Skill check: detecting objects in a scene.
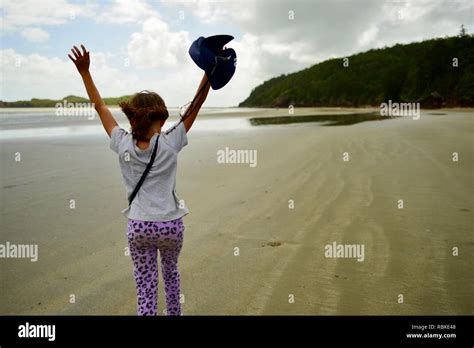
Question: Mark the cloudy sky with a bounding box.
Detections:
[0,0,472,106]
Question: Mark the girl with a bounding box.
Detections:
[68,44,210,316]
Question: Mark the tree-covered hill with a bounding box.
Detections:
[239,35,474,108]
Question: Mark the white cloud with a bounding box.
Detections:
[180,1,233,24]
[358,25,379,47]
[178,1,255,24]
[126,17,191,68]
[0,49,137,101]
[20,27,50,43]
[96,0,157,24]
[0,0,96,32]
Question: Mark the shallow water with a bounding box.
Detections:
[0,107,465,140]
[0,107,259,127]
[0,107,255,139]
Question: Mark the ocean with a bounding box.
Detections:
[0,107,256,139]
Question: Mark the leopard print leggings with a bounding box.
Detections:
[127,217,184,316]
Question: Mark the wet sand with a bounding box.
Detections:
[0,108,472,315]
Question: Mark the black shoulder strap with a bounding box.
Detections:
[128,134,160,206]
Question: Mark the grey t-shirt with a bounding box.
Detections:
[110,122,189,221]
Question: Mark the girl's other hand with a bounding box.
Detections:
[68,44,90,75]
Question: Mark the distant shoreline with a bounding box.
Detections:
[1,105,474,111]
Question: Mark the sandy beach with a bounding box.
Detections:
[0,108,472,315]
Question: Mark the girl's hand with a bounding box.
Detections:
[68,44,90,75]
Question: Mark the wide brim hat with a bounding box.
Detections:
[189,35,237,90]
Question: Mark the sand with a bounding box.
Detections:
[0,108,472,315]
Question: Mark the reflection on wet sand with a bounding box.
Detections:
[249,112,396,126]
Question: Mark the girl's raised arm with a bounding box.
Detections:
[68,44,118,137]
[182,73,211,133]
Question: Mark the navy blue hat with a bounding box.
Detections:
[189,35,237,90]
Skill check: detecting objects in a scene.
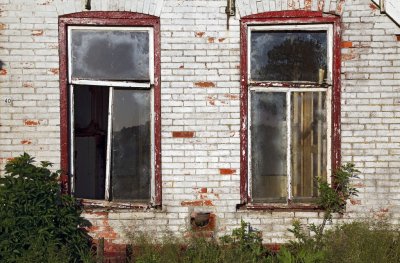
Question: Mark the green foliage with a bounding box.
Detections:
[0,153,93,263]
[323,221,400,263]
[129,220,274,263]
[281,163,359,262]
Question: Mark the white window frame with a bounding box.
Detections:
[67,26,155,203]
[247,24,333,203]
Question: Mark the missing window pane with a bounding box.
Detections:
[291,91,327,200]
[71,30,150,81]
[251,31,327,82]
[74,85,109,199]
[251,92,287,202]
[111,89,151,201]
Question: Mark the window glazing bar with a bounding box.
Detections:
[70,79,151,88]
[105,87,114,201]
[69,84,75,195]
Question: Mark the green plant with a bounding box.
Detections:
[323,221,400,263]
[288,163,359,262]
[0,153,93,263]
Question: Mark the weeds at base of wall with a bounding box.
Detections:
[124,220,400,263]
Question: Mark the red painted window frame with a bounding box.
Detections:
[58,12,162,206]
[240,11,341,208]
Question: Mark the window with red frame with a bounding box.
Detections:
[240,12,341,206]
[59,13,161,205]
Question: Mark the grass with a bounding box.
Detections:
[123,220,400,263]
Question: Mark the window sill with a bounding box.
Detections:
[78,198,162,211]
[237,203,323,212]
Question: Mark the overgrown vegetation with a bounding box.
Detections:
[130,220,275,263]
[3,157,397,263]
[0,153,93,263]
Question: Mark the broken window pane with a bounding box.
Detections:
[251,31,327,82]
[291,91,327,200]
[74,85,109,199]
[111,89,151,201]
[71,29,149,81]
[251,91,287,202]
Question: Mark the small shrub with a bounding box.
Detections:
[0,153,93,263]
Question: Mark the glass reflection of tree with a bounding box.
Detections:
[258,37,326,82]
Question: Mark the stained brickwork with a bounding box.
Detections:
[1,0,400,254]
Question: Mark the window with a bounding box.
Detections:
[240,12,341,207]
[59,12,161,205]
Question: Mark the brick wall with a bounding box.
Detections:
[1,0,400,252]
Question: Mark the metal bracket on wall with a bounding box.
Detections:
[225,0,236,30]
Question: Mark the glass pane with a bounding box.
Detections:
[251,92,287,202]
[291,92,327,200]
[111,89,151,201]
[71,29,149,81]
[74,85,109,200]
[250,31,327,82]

**********

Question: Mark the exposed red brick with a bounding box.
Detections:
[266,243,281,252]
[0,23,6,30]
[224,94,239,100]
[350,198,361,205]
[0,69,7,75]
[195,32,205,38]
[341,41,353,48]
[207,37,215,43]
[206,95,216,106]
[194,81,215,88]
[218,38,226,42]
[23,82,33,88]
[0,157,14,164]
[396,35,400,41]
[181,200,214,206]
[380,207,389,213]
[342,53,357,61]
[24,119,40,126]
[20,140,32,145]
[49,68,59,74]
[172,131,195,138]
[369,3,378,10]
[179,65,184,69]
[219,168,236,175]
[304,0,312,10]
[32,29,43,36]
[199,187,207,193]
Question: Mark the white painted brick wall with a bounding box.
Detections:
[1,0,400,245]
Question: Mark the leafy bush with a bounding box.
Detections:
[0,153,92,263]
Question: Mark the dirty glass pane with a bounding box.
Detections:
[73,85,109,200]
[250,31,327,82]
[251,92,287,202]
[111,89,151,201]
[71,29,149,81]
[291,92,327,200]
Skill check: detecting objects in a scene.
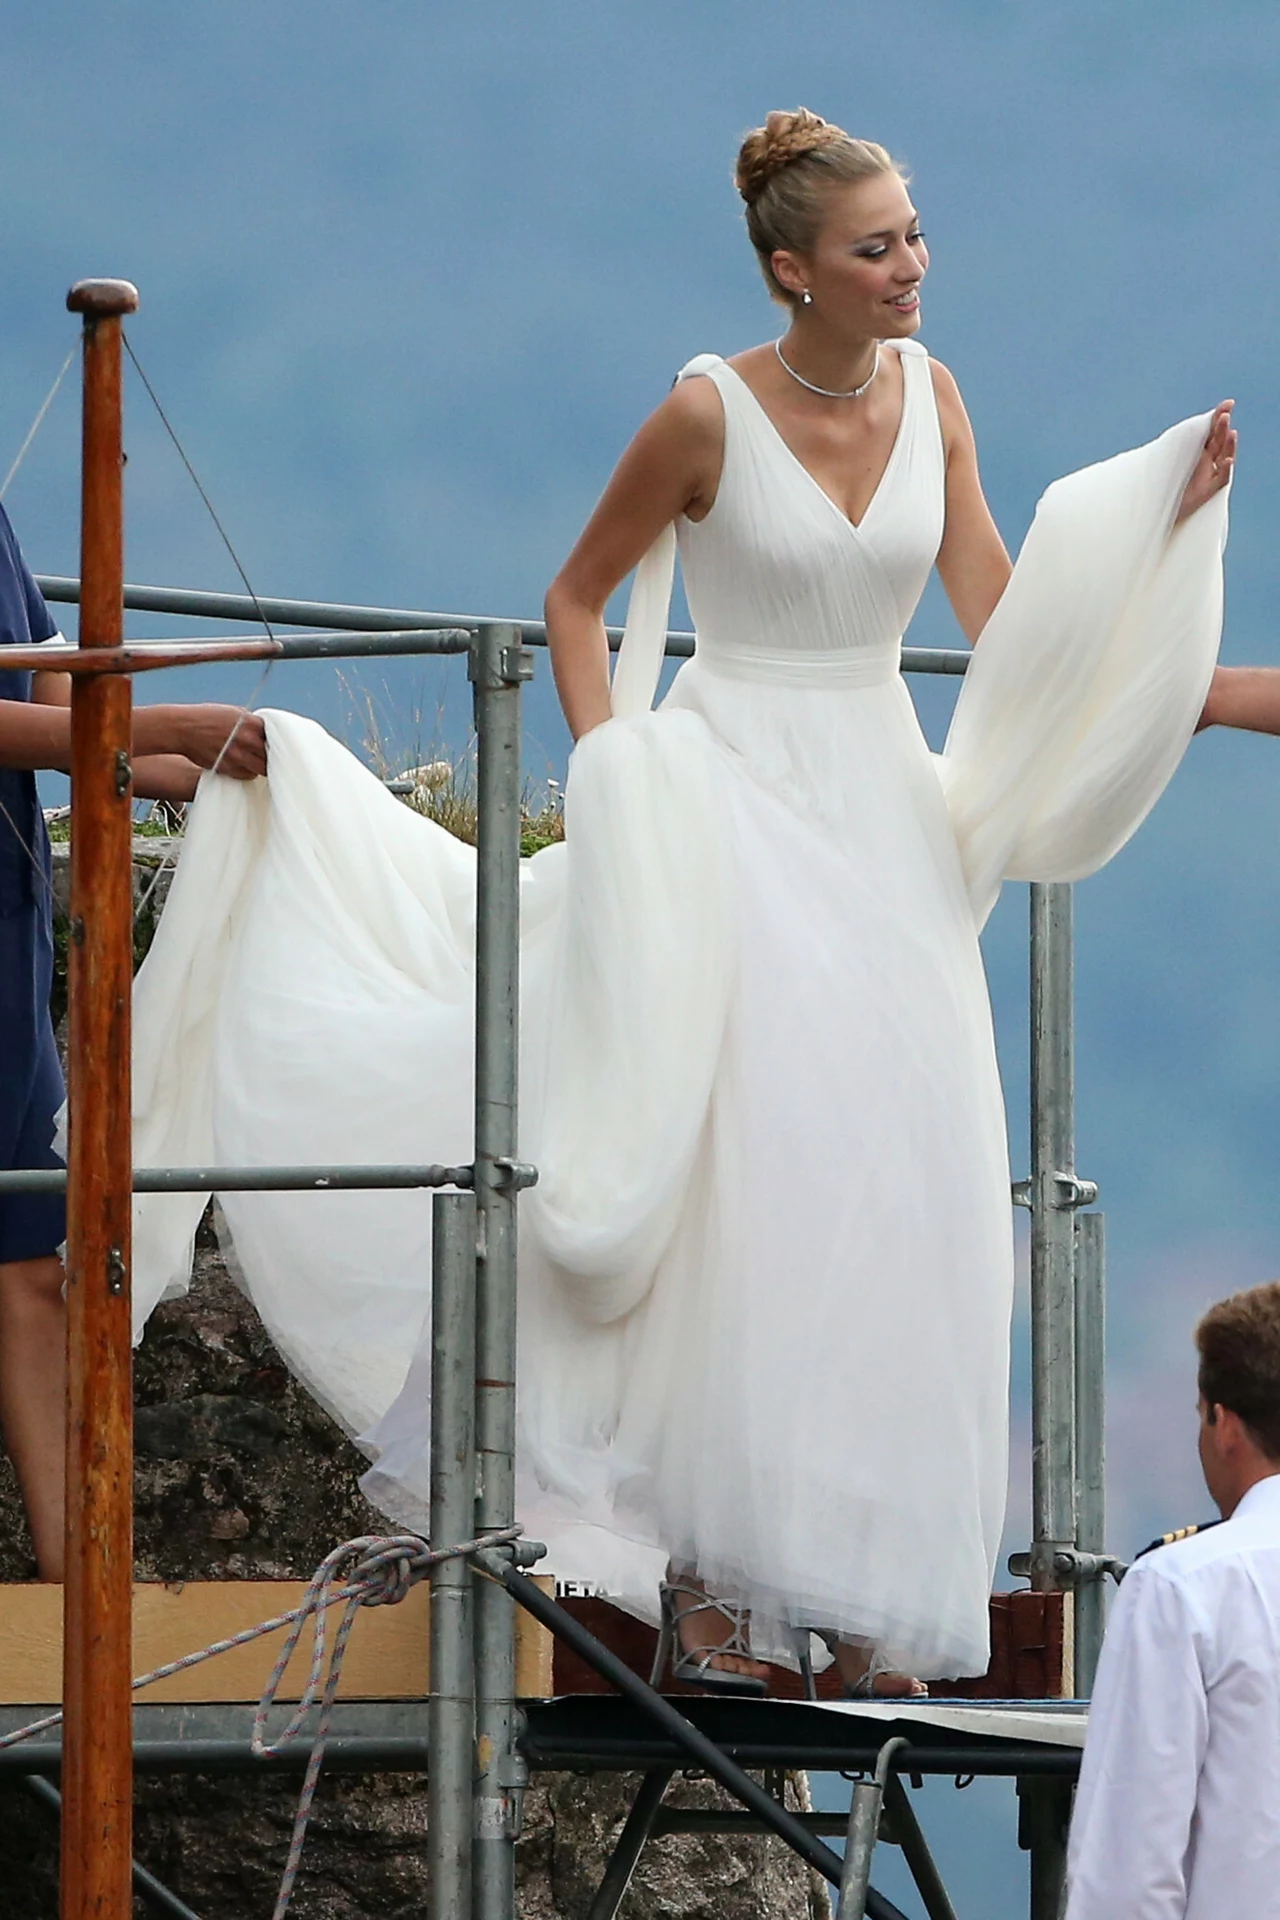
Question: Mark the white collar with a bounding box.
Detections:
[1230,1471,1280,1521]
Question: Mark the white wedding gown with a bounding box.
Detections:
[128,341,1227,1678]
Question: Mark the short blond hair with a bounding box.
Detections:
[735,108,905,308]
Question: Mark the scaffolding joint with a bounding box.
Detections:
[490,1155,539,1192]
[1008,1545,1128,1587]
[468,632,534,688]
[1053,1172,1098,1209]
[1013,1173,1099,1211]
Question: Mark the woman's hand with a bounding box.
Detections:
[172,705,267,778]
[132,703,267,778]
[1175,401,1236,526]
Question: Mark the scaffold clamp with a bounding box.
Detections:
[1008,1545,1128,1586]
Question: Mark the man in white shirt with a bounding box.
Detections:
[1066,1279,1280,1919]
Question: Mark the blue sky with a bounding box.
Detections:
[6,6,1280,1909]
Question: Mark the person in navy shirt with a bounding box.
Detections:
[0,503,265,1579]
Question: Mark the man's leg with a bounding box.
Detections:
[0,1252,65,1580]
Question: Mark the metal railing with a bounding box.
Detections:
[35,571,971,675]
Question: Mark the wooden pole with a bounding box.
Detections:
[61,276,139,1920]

**********

Action item: Return every line above where "green" appears.

Written response:
Question: Mark the green foliage with a bounding box.
Question: Mark the green plant with a bounding box.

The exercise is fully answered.